There are many things I wish someone had told me before I gave birth, and at the top of the list is that I would shake like I was naked in a snowstorm for an hour afterward. You’d think head-to-toe quaking would be something to mention to a newbie. When I experienced this after delivering my first child, I thought something was terribly wrong.
Turns out, even if it was unpleasant, all that shaking was normal.
Not everyone has intense shivering during labor or after delivering, but whether you have a vaginal birth or a C-section—or this is your first baby or your last—studies have indicated that you have between a 44% and 55% chance of it happening to you. Those are some pretty big stats.
The exact cause of postpartum shaking, trembling or teeth-chattering isn’t fully understood. But several factors could be in play.
Hormones regulate everything—how our hearts beat, our metabolism, temperature control, growth, cell recovery, how much we pee, how we handle stress, our moods, sleep patterns…and when and how we give birth. During labor, subtle shifts in hormone levels create an avalanche of physical and emotional responses. The oxytocin that causes uterine contractions can also produce muscle contractions in your legs, back, arms and feet. Add to that some mega doses of stress hormones like adrenaline, cortisol and epinephrine, plus the rapidly shifting hormones that transition you through labor and delivery, and your body’s massive physical reactions may cause you to shake.

|---|

## EXERCISE TASKS
A: According to the text on postpartum shaking, what chance do studies give a person of shivering intensely during labor or after delivery?
B: Continue the text on postpartum shaking from its final sentence.

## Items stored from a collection
|---|

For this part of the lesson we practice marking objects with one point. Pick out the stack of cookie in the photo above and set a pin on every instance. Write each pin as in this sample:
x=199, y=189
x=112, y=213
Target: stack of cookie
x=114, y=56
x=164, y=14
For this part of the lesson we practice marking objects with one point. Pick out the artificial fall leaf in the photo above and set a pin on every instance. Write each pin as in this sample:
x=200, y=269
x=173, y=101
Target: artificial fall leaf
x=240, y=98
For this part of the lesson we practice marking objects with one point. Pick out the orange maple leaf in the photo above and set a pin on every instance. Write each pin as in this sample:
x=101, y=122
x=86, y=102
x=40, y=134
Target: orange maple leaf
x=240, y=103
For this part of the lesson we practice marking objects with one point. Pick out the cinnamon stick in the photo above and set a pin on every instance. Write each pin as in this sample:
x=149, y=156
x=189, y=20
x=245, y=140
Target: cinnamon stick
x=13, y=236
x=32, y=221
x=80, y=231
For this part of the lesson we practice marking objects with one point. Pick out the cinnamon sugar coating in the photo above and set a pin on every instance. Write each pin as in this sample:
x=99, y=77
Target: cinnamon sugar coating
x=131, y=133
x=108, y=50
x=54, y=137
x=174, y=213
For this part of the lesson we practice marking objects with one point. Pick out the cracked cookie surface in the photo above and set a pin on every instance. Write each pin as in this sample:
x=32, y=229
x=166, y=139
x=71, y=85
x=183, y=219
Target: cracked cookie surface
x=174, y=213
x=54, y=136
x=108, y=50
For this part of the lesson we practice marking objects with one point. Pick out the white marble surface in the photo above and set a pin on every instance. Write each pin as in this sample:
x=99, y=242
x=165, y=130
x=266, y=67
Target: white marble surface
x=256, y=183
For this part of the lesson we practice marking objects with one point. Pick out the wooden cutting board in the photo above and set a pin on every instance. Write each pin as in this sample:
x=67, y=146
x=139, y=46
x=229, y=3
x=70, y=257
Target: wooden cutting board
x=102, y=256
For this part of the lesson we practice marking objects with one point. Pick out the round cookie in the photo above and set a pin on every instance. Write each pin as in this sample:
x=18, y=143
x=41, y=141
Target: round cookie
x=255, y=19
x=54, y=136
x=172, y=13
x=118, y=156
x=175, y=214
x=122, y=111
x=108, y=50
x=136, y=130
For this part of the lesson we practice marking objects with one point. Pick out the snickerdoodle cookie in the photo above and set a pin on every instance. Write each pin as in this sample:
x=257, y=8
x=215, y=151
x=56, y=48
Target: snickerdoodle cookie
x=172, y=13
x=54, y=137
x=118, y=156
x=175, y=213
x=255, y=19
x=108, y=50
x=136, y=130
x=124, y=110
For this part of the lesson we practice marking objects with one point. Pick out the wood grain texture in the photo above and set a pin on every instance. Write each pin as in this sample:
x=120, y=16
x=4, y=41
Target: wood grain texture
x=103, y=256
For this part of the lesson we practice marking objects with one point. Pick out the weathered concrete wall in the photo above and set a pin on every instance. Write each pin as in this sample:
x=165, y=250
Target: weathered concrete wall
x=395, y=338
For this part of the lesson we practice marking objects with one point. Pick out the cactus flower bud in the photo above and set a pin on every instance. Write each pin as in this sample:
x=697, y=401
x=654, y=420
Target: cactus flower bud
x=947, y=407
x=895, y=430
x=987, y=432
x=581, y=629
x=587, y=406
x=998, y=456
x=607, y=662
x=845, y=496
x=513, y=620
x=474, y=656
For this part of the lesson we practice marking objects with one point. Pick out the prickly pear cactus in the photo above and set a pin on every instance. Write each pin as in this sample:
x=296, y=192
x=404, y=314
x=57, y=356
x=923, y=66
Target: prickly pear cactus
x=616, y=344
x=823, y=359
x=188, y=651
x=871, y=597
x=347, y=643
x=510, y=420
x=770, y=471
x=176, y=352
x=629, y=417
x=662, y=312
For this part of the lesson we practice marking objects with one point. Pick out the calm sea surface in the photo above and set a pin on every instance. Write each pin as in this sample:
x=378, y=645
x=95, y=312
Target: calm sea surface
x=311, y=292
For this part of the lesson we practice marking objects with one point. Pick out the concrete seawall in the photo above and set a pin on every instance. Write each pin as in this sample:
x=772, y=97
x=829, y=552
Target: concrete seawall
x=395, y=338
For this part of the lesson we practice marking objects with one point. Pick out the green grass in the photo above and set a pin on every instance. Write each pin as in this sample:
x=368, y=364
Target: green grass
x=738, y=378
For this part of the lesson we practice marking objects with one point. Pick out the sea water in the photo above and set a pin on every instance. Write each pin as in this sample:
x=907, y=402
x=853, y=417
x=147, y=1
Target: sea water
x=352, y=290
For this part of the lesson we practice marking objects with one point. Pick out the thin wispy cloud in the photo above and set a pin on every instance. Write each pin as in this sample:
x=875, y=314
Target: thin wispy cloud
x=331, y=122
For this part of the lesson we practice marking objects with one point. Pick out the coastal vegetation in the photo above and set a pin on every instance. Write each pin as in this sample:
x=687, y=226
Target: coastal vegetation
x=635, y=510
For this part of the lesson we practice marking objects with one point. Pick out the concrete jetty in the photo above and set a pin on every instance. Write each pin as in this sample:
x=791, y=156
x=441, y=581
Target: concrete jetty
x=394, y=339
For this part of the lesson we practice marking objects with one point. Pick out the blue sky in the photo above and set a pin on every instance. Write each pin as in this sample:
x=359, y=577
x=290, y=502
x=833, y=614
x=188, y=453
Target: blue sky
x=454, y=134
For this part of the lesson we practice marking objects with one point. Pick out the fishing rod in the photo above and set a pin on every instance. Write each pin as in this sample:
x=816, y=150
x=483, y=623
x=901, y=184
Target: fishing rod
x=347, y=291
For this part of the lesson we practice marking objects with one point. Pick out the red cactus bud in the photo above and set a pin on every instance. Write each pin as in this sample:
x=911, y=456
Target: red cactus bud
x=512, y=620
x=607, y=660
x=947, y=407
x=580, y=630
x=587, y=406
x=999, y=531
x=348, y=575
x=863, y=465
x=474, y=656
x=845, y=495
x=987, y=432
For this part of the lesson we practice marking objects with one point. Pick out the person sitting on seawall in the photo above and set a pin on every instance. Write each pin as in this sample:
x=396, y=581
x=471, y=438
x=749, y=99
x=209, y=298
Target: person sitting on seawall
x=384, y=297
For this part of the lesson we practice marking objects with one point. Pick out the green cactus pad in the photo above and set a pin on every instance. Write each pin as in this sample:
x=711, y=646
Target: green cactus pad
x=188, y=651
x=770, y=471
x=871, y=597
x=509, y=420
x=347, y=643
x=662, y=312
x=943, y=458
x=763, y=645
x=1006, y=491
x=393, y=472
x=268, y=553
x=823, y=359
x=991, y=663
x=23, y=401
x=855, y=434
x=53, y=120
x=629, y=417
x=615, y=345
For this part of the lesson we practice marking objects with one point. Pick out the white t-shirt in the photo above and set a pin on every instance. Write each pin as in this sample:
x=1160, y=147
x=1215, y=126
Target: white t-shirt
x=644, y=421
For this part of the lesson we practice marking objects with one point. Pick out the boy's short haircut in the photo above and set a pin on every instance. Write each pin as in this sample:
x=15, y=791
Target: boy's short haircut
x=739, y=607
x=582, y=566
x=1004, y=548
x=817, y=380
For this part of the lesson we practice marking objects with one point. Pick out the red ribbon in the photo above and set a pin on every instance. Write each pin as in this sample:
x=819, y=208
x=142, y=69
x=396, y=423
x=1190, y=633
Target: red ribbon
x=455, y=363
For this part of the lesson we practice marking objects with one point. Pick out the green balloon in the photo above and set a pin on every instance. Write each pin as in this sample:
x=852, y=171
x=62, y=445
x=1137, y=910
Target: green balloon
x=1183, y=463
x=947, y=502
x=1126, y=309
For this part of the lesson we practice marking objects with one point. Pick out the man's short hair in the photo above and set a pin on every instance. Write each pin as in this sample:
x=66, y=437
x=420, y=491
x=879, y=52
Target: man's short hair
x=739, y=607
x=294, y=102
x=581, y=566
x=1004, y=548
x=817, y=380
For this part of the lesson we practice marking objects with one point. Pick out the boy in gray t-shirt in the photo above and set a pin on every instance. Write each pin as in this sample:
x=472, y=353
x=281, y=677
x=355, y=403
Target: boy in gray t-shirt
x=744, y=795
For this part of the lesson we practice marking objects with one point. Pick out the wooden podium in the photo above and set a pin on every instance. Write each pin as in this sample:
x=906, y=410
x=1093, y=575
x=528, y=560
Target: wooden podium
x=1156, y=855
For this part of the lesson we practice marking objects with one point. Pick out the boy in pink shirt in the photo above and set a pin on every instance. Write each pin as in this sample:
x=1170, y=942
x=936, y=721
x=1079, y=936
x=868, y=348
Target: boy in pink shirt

|---|

## ANSWERS TO THE PROBLEMS
A: Between a 44% and 55% chance.

B:
Your body temperature can fluctuate postpartum and make you shake.
With all the energy it takes to push out your baby, your body temperature can rise a degree or two during labor, making you feel hot. But shivering usually occurs as a regulatory response to cold, causing muscle contractions to increase body heat as a protective mechanism.
You can shiver whether the room is cold or perfectly warm. Anesthesia can lessen your body’s natural ability to regulate its own temperature. Having an epidural opens up blood vessels to your skin, increasing blood flow that results in heat loss, causing a small decrease in your core (central) body temperature.
Knowing postpartum shaking is a possibility gives you one less thing to worry about if it does happen.
Generally, shivering can’t hurt you, so try not to fight it. It is possible that straining to reduce the shaking that comes after a C-section could actually lead to some problems at the incision site.
But there are safe ways to help or prevent postpartum shaking.
If you do shake after you deliver your baby, usually you will be given warm blankets to help your muscles relax and reduce the shivering. And some research has indicated that the shaking can be lessened by warming IV fluids before they are administered. Scientists still aren’t sure how this works, but many studies suggest that temperature sensing receptors in your spinal canal are responsible.
It’s good to remember that postpartum shaking might not happen to you.
So many factors contribute to postpartum shaking. And just because you experienced shivering in the past births, doesn’t mean that you will shiver in the future.
Lastly, shaking is usually normal but if you are worried, never hesitate to ask your provider—especially if it happens in the days following your birth. If you feel chills like you do when you have the flu in the days following your delivery, you may have a fever, and that could indicate an infection and should notify your provider right away.